SUPPLIED PASSAGE =>
>>>>
Post
Topic
Board Development & Technical Discussion
Re: New PoW method using factorization of large numbers.
by
ir.hn
on 06/05/2018, 05:57:59 UTC
Originally I was worried about primes but one of the other posters alerted me that everyone can be working on different numbers.  I didn't realize this is how bitcoin works currently.  Everyone's number is determined by the hash of their public key along with other block details.  So if one person gets dealt a prime (or two or three or 100 people) then the others will be the ones to win that block.
If one miner gets stuck with a prime, then they're not "out" until the next block is solved - they can and will periodically generate a new number by changing some of the block details, and then hope this new number they're factorizing isn't prime.
<<<<
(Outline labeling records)
>>>>
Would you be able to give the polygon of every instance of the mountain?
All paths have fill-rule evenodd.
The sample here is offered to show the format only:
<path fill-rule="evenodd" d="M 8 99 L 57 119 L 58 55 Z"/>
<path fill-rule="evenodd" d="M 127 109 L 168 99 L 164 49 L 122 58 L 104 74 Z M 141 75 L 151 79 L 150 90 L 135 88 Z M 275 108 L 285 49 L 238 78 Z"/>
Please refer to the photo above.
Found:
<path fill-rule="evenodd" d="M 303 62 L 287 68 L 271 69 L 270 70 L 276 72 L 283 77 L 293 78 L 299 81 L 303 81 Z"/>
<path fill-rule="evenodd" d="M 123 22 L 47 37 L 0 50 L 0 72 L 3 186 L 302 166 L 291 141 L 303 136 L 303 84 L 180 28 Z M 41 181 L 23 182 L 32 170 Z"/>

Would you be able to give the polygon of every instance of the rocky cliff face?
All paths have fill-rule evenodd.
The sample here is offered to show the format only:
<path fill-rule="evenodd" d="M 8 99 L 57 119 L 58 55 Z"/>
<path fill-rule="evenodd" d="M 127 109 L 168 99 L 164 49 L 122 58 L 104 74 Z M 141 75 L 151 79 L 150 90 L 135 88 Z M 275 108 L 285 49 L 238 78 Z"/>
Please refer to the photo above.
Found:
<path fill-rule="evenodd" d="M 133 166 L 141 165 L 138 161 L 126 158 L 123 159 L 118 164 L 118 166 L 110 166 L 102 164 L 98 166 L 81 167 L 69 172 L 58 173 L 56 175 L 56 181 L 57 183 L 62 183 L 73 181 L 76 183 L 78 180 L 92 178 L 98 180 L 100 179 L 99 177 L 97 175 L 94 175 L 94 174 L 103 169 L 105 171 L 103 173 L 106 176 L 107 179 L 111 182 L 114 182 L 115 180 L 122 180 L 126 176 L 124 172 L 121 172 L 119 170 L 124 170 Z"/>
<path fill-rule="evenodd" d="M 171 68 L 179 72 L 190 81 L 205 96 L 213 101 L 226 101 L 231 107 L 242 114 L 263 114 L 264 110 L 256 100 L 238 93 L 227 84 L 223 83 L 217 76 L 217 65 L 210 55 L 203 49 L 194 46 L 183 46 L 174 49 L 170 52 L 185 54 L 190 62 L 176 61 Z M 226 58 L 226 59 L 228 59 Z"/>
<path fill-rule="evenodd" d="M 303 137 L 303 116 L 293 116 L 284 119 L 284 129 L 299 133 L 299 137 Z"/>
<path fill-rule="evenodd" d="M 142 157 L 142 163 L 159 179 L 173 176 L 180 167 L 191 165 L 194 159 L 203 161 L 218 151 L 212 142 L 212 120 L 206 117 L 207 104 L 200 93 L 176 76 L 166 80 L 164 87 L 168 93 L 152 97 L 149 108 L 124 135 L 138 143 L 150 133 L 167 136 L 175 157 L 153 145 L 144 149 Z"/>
<<<<
PROBLEM STATEMENT =>
Print the part of the forum post that starts with the words "If one miner" and ends with "factorizing isn't prime.".

RESULT OF THE TASK =>
If one miner gets stuck with a prime, then they're not "out" until the next block is solved - they can and will periodically generate a new number by changing some of the block details, and then hope this new number they're factorizing isn't prime.